- What you will do
Turn the listing below into a numbered list with blank lines left out. Begin at its very first line and stop after the line that has "positive clicks: (0, 79)".

(Collected data entries)
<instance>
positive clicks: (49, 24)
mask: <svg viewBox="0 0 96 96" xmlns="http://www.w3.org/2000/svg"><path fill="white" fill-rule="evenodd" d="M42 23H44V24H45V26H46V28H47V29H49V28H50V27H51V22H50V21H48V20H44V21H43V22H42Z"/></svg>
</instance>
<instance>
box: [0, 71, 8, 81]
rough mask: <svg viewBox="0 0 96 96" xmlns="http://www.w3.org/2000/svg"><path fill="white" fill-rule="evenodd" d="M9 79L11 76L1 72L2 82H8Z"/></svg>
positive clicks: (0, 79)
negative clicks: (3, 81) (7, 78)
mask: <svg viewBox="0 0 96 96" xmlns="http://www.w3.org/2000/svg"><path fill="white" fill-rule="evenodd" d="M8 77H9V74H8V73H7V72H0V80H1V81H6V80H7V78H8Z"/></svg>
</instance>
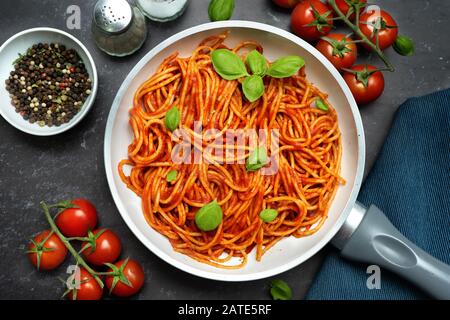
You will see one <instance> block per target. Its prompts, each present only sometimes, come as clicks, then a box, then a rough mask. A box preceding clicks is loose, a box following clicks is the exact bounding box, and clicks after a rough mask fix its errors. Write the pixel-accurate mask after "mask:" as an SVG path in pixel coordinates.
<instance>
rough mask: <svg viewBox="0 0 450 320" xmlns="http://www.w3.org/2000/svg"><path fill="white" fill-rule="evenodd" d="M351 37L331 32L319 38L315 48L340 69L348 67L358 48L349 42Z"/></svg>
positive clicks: (350, 62)
mask: <svg viewBox="0 0 450 320" xmlns="http://www.w3.org/2000/svg"><path fill="white" fill-rule="evenodd" d="M351 41H352V39H350V38H347V37H346V36H345V35H344V34H341V33H332V34H329V35H327V36H326V37H325V39H324V38H322V39H320V41H319V42H318V43H317V45H316V48H317V50H319V51H320V52H321V53H322V54H323V55H324V56H325V57H327V59H328V60H330V62H331V63H332V64H333V66H335V67H336V69H338V70H341V69H342V68H350V67H351V66H352V65H353V64H354V63H355V61H356V58H357V55H358V49H357V48H356V44H354V43H352V42H351Z"/></svg>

- Solution for this task
1. <instance>
2. positive clicks: (49, 24)
3. mask: <svg viewBox="0 0 96 96" xmlns="http://www.w3.org/2000/svg"><path fill="white" fill-rule="evenodd" d="M42 23H44V24H45V26H46V28H47V29H49V28H50V27H51V22H50V21H48V20H44V21H43V22H42Z"/></svg>
4. </instance>
5. <instance>
6. box: [0, 71, 8, 81]
7. rough mask: <svg viewBox="0 0 96 96" xmlns="http://www.w3.org/2000/svg"><path fill="white" fill-rule="evenodd" d="M9 79L11 76L1 72L2 82H8Z"/></svg>
8. positive clicks: (0, 79)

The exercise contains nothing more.